• [Work task]: Rename "rough mask" to "coarse mask" everywhere in the listing below and leave all other text unchanged. Give the result without the pictures.

[Stored data]
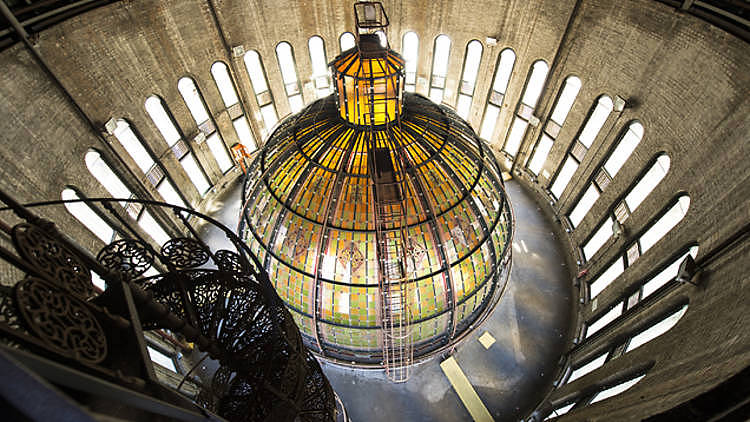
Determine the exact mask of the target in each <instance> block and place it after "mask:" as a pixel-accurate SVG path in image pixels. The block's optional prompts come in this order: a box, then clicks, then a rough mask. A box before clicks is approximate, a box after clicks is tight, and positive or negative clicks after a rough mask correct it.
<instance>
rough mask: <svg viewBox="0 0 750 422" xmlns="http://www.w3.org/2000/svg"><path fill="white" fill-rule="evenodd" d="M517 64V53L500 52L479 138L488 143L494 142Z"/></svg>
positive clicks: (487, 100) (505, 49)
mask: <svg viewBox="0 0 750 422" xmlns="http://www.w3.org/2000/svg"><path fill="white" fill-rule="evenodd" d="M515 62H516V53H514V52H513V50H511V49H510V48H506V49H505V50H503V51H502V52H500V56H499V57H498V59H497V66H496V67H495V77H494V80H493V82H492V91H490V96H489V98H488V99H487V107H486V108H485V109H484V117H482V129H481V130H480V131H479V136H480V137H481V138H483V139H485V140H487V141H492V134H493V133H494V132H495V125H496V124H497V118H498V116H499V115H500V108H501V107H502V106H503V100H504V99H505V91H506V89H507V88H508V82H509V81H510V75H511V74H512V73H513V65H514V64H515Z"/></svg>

• [Exercise result]:
Determine the exact mask of the target in each <instance> block and place it after "mask:" as a pixel-accurate SVG path in image pixels. The block's optional prompts come in this order: a box, then clicks, then a coarse mask. A box before clicks is approximate, a box after clicks is tight, and positive or negative clicks after a coarse mask correct it.
<instance>
coarse mask: <svg viewBox="0 0 750 422" xmlns="http://www.w3.org/2000/svg"><path fill="white" fill-rule="evenodd" d="M517 64V53L500 52L479 138L488 143L494 142Z"/></svg>
positive clicks: (487, 100) (505, 49)
mask: <svg viewBox="0 0 750 422" xmlns="http://www.w3.org/2000/svg"><path fill="white" fill-rule="evenodd" d="M515 62H516V53H514V52H513V50H511V49H510V48H506V49H505V50H503V51H502V52H500V56H499V57H498V59H497V66H496V67H495V77H494V80H493V82H492V91H490V96H489V98H488V99H487V107H486V108H485V109H484V117H482V129H481V130H480V131H479V136H480V137H481V138H483V139H485V140H487V141H492V134H493V133H494V132H495V125H496V124H497V118H498V116H499V115H500V108H501V107H502V106H503V100H504V99H505V91H506V89H507V88H508V82H509V81H510V75H511V74H512V73H513V65H514V64H515Z"/></svg>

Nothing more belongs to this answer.